Task instructions. In the listing, swap "evenodd" for "nonzero" across the stretch from the line containing "trace: thumb" through the line containing "M118 42L115 36L111", changing nothing else. Return only those lines.
########################################
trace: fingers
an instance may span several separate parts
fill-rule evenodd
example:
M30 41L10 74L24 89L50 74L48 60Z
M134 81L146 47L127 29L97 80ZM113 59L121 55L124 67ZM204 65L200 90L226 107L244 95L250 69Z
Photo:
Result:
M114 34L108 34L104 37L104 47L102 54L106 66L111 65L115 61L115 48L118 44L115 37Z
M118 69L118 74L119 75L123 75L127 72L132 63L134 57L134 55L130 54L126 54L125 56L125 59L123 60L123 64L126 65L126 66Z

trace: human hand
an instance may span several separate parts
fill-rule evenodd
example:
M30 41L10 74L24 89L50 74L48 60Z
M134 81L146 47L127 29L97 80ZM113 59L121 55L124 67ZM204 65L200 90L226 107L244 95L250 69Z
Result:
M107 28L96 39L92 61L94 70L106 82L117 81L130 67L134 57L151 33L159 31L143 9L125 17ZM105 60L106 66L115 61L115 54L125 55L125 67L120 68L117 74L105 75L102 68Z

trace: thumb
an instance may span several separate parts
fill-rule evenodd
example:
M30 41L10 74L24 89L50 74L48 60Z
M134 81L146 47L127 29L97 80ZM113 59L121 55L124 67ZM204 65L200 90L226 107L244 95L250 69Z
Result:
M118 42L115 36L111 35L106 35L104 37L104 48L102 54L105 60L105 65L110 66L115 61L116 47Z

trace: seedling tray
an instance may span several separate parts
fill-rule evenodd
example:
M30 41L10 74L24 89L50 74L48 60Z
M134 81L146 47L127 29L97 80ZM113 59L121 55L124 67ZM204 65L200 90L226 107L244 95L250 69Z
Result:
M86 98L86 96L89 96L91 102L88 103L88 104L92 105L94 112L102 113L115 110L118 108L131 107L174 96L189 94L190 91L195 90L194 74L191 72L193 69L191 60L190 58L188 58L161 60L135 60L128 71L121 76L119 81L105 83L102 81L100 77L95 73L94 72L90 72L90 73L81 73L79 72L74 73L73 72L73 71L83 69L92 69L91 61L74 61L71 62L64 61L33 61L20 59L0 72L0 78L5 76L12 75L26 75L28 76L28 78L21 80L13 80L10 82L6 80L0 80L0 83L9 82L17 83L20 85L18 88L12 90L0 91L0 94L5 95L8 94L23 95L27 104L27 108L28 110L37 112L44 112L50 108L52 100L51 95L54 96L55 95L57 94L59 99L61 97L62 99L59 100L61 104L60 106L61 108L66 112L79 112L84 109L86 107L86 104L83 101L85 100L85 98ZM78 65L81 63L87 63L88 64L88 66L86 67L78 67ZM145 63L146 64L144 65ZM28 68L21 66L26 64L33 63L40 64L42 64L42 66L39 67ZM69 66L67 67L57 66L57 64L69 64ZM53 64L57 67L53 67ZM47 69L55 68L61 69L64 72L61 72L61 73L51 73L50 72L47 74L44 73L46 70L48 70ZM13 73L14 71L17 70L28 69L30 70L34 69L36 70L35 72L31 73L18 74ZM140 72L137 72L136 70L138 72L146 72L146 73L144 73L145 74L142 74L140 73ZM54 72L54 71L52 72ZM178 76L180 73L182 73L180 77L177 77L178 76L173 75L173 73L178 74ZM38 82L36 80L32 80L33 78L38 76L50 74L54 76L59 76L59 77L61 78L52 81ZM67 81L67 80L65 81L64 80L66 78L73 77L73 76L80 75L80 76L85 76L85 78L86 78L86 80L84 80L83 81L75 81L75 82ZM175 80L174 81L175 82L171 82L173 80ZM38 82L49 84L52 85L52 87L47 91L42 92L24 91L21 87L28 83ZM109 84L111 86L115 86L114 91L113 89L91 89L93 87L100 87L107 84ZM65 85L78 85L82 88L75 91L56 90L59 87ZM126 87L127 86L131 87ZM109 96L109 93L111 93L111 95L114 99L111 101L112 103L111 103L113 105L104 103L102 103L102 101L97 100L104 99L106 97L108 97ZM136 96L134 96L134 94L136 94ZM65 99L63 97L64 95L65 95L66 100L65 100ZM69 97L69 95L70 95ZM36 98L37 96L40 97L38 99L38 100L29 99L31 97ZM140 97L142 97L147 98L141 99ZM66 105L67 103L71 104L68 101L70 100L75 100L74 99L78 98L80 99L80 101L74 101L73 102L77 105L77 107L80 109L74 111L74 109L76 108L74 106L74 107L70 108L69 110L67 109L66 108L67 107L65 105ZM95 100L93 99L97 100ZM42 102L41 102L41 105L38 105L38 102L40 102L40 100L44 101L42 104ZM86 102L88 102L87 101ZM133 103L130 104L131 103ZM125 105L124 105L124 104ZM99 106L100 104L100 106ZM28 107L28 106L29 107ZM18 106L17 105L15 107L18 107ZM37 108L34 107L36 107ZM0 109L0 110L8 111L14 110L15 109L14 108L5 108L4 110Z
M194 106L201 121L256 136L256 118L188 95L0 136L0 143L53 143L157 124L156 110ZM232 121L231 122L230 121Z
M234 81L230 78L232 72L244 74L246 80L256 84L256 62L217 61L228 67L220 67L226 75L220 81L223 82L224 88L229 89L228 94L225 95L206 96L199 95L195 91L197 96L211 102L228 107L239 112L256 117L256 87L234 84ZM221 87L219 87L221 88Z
########################################
In response.
trace: thumb
an instance may span several separate parts
fill-rule nonzero
example:
M30 41L10 74L24 89L50 74L48 60Z
M134 81L146 47L127 29L97 80ZM113 59L121 55L124 67ZM204 65L200 90L226 107L244 95L250 69Z
Result:
M118 42L115 36L111 35L106 35L104 37L104 48L102 54L105 60L105 65L110 66L115 61L116 47Z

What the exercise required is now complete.